--- EXTRACTED RECORDS Enclosed Below ---

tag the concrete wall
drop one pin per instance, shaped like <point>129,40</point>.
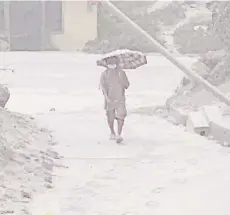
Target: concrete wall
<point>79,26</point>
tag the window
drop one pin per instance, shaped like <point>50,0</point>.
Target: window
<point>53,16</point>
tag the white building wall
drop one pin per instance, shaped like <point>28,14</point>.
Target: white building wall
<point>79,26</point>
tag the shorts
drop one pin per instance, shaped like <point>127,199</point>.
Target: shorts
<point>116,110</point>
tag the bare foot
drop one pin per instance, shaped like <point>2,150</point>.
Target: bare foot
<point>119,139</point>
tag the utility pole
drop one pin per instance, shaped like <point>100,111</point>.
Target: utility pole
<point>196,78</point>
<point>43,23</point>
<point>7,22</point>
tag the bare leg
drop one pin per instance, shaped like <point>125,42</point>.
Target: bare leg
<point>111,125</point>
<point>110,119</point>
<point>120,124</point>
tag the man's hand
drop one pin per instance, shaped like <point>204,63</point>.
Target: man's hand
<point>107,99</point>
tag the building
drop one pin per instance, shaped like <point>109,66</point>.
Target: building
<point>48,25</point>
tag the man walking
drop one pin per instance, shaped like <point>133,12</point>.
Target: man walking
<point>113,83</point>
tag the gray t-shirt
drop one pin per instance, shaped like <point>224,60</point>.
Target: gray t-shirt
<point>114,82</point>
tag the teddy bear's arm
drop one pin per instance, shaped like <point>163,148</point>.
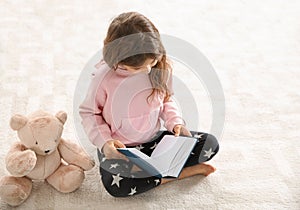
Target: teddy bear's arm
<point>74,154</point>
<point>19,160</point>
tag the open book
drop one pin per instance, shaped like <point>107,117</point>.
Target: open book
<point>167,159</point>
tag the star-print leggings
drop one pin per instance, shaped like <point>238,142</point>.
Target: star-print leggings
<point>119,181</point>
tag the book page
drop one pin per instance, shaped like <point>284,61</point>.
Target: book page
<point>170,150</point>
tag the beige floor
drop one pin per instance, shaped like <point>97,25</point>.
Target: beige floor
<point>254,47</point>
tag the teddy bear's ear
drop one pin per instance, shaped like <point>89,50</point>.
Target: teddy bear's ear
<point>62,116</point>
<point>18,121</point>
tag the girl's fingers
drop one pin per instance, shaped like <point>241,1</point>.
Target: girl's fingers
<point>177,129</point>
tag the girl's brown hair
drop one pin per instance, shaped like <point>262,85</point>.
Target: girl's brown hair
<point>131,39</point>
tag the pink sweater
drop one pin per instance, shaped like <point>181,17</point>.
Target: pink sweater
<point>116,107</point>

--- End of Enclosed EXTRACTED RECORDS ---
--- EXTRACTED RECORDS Enclosed Below ---

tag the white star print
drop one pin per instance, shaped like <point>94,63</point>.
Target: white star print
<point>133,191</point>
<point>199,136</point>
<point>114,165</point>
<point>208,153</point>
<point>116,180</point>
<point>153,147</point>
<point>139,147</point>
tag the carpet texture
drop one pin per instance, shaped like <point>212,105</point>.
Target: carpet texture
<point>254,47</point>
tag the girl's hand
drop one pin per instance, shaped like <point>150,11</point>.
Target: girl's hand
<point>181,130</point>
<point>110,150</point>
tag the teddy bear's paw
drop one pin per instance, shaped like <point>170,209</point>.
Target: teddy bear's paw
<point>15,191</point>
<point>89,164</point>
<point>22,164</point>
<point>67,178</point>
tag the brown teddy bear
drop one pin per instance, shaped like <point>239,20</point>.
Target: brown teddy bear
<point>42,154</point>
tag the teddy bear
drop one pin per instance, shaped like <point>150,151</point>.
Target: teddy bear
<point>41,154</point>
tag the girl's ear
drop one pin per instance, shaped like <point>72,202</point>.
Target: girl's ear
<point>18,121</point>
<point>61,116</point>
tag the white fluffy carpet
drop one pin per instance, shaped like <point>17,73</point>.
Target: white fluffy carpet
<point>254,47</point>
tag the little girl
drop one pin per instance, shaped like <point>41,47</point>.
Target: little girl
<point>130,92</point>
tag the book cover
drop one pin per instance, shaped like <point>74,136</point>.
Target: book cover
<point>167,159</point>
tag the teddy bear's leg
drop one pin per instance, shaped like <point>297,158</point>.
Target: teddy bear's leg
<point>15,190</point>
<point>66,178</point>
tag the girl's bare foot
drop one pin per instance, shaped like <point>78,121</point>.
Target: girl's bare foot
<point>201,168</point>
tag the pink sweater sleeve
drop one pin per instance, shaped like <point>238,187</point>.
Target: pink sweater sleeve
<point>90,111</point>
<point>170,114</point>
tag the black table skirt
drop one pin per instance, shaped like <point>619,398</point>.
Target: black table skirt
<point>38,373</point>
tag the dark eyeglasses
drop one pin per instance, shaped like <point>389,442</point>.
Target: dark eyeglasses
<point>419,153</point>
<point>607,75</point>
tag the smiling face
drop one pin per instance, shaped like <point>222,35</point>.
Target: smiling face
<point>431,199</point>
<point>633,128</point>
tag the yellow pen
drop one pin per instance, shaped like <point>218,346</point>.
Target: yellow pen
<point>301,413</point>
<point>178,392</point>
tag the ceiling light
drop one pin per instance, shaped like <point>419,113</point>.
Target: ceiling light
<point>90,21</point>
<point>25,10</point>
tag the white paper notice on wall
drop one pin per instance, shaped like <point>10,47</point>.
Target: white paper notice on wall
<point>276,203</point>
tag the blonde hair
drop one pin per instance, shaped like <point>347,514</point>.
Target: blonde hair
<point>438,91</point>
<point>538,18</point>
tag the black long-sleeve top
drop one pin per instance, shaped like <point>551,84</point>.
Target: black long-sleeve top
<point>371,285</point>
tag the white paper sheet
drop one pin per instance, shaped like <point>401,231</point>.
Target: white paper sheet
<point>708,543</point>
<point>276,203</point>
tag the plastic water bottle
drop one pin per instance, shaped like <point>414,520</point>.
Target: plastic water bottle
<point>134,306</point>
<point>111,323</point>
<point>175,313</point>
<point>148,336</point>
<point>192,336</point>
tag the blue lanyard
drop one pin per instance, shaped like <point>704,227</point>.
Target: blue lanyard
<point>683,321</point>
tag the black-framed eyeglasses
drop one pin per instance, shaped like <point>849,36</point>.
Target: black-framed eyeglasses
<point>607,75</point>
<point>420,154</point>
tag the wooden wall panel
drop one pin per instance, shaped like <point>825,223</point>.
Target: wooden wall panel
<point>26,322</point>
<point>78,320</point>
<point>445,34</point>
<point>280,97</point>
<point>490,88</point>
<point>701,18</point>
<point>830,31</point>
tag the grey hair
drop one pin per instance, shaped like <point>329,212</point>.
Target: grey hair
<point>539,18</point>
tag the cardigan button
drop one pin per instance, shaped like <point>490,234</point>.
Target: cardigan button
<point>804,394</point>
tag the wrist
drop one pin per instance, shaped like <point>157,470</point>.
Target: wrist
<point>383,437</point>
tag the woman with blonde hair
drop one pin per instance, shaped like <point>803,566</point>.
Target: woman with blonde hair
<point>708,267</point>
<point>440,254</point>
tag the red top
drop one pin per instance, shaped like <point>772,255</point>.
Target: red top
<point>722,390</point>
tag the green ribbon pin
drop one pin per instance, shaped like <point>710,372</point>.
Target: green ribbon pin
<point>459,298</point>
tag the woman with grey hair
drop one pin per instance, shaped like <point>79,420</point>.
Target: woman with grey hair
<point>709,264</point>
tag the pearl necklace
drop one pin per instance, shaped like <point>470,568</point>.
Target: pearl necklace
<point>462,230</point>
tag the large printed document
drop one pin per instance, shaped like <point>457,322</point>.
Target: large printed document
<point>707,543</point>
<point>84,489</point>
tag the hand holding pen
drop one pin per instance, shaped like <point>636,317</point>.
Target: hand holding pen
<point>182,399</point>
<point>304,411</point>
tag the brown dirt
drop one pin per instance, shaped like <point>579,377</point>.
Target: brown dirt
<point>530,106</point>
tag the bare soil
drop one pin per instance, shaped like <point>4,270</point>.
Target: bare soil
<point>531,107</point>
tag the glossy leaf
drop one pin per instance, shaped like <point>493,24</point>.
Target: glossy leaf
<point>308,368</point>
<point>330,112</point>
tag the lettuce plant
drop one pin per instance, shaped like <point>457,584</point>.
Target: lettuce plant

--- End of Enclosed EXTRACTED RECORDS ---

In the lines above, spot each one that contains the word "lettuce" and copy it.

EXPECTED ANSWER -
tag the lettuce plant
Target: lettuce plant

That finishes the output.